▶ [Source passage]
The motion was seconded by Sir Henry Parnell, and supported by Gen. Matthew, Sir J. C. Hippisley, Lord Castlereagh, Mr. Ponsonby, and Sir Nicholas Colthurst. Mr. Ponsonby stated, that he was glad to find the Catholics had shewn a spirit of conciliation. With regard to the securities proposed, they could only be intended

to allay the fears of the Protestants, but he conceived, that the true security was in the content and satisfaction of the Catholics; Lord Castlereagh said, it was necessary that this question should be set at rest; it was important to Ireland, but still more so to Great Britain; and until it was settled, it was impossible that the government could assume an attitude of impartiality. It was opposed by Mr. Peel and Sir George Hill.

The House divided: for the motion 141, against it 172; Majority against the Catholics 31.

Tellers for the Ayes, Sir H. Parnell, Mr. Calcraft.

Noes, Mr. Osborne, Sir George Hill.

CATHOLIC QUESTION.

MR. GRATTAN MOVES FOR A COMMITTEE ON THE LAWS AFFECTING THE ROMAN CATHOLICS.

MR.

May 9. 1817.

R. GRATTAN, previous to submitting his motion to the House, on the subject of the Catholic claims, moved, "That the petition of the Roman Catholics of Ireland, presented on the 15th of May, 1816, be read."

The petition was accordingly read by the clerk.

▶ [What you need to do]
1. Rewrite the paragraph of the debate record beginning "The motion was seconded by Sir Henry Parnell" as a short bulleted list that keeps its main facts.
2. List every person the debate record names as having supported the motion, as distinct from the person who seconded it.

▶ [Entries supplied]
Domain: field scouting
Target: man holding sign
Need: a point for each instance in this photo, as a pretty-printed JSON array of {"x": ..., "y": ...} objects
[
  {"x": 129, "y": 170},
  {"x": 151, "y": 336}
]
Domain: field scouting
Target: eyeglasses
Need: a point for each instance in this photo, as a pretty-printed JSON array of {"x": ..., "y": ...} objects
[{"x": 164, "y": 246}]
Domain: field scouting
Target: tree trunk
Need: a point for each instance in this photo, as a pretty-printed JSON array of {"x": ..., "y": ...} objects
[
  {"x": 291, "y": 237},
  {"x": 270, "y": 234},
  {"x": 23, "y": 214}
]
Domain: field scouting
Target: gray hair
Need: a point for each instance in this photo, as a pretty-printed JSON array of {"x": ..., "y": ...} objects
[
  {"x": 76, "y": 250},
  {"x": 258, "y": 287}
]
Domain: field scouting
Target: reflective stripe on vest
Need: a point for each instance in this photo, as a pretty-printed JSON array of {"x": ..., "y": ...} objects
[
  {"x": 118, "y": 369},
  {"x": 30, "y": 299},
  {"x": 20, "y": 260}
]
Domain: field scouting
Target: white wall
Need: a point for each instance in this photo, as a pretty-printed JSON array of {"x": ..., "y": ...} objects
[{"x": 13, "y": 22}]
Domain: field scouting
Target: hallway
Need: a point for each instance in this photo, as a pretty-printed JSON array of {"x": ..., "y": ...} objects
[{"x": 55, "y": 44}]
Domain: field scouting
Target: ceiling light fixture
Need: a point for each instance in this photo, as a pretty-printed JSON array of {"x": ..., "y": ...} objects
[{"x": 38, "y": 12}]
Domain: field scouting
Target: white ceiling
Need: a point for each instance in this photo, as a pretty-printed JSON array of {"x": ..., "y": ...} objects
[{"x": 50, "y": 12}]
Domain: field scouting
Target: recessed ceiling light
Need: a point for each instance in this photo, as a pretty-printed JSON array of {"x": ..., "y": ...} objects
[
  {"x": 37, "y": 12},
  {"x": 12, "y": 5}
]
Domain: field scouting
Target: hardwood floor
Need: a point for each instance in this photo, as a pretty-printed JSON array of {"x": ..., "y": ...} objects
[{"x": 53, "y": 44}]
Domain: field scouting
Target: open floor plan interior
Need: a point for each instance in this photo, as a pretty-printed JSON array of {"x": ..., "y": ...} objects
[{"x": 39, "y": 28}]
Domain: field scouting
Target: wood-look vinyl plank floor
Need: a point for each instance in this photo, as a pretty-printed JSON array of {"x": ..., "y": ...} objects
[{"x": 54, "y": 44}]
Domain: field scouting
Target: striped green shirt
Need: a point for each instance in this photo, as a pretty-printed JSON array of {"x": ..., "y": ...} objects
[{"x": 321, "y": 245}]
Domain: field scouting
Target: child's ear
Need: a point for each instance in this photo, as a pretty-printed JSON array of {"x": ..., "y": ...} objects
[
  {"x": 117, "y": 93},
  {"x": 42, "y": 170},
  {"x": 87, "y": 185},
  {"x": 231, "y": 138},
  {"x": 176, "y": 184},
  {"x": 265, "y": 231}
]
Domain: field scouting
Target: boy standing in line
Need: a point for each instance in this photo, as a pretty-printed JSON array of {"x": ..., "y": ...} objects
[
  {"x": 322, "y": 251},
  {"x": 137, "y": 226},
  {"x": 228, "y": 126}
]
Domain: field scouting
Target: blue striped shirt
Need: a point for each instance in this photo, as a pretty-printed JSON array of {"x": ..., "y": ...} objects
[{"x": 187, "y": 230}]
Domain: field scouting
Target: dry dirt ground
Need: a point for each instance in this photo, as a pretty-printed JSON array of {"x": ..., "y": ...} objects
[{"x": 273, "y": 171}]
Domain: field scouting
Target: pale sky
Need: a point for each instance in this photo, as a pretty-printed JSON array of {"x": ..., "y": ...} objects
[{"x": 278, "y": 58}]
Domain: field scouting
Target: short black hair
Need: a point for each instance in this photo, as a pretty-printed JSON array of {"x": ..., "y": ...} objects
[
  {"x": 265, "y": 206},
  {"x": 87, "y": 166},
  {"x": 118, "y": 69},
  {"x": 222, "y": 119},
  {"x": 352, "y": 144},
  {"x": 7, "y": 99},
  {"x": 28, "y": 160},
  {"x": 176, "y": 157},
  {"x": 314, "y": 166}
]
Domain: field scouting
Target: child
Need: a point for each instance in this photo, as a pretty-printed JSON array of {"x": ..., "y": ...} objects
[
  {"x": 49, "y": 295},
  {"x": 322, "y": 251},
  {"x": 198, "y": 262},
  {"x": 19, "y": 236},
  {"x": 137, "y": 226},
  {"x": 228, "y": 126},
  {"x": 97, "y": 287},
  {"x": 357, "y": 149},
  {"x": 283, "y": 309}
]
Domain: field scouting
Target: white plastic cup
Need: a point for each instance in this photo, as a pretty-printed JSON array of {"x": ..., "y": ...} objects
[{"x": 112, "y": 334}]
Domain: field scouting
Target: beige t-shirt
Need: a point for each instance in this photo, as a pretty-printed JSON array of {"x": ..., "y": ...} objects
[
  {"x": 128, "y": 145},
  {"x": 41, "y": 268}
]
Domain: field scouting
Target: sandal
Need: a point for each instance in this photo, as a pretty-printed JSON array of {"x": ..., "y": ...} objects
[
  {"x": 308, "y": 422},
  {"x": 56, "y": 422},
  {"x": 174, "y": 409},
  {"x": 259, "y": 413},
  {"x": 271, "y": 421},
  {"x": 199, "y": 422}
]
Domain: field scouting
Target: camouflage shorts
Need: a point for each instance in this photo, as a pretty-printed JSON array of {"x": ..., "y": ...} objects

▶ [Per-task answers]
1.
- Seconded by Sir Henry Parnell; supported by Gen. Matthew, Sir J. C. Hippisley, Lord Castlereagh, Mr. Ponsonby, and Sir Nicholas Colthurst.
- Mr. Ponsonby welcomed the Catholics' spirit of conciliation. He held that the proposed securities could only serve to allay Protestant fears, and that the true security lay in Catholic contentment.
- Lord Castlereagh urged that the question be settled. It mattered to Ireland and even more to Great Britain, and until it was resolved the government could not act impartially.
- Opposed by Mr. Peel and Sir George Hill.

2.
- Gen. Matthew
- Sir J. C. Hippisley
- Lord Castlereagh
- Mr. Ponsonby
- Sir Nicholas Colthurst